**Provided text**
--- BEGIN ---

The focus of VIVACE is on learners who have been excluded from language learning in the past for reasons of disadvantage. But how do we define ‘disadvantage’? And how has the definition guided VIVACE partners in the choice of target groups?
VIVACE has no rigid definition of disadvantage. Indeed, we have learned that the understanding of disadvantage may vary from one culture to another and that disadvantage may be interpreted in a variety of ways. Sometimes, it may be hidden from view.
VIVACE works with people who, generally speaking, only speak their own language and this is, in itself, a disadvantage. Research has shown that people who do speak more than one language do not:
- Come from lower social groups
- Live in deprived circumstances
- Have a learning or physical disability
- Live in a remote region
- Have good educational opportunities.

--- END ---

**Dataset entries**
--- BEGIN ---

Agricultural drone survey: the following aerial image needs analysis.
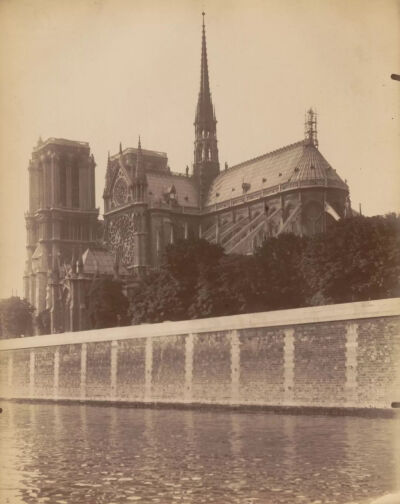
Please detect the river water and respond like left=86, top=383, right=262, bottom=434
left=0, top=403, right=400, bottom=504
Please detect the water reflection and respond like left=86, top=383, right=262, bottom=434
left=0, top=403, right=400, bottom=504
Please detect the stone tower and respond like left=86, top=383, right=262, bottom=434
left=193, top=12, right=219, bottom=206
left=24, top=138, right=99, bottom=328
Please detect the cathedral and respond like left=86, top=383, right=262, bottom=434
left=24, top=15, right=351, bottom=333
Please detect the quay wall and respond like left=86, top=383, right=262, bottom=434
left=0, top=298, right=400, bottom=409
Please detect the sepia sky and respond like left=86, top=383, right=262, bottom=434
left=0, top=0, right=400, bottom=298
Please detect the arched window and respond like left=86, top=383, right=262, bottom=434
left=71, top=164, right=79, bottom=208
left=60, top=159, right=67, bottom=206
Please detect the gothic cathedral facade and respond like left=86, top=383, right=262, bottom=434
left=24, top=17, right=351, bottom=333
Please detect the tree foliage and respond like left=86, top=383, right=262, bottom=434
left=301, top=214, right=400, bottom=305
left=88, top=278, right=129, bottom=329
left=130, top=215, right=400, bottom=324
left=0, top=296, right=34, bottom=338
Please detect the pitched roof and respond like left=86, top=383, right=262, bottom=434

--- END ---

**Exercise aim**
Continue the text on VIVACE and disadvantaged language learners, starting after its final line. The records come from a different source than the text about VIVACE.

**Output of the exercise**
The target groups VIVACE partners have worked with fall into one or more of these categories. Thus, partners in the project have worked with the socially marginalised or excluded, with people suffering severe brain injuries, adults with learning difficulties, people with physical disabilities, with mental health problems, with recovering addicts and with groups of people who have never had the experience of language learning because of their socio-economic background or their geographical location. Our main aim has been to demonstrate the enriching and empowering impact of a language learning experience for all these different groups of people, whatever their circumstances.
Our target groups have included:
- Youngsters (aged 16+) who have been expelled or excluded from mainstream education. They have often been physically or sexually abused, and usually live alone or in a one-parent family in a deprived inner-city area. Educational problems may include a short attention span, disruptive behaviour, limited linguistic skills in their native language, poor to nil academic performance, lack of interest and motivation.
- Brain-damaged adults, either following an accident, or from birth, because of aneurisms, or other conditions. Three VIVACE partners worked with adults with brain injuries; some of the learners also had other physical or mental disabilities.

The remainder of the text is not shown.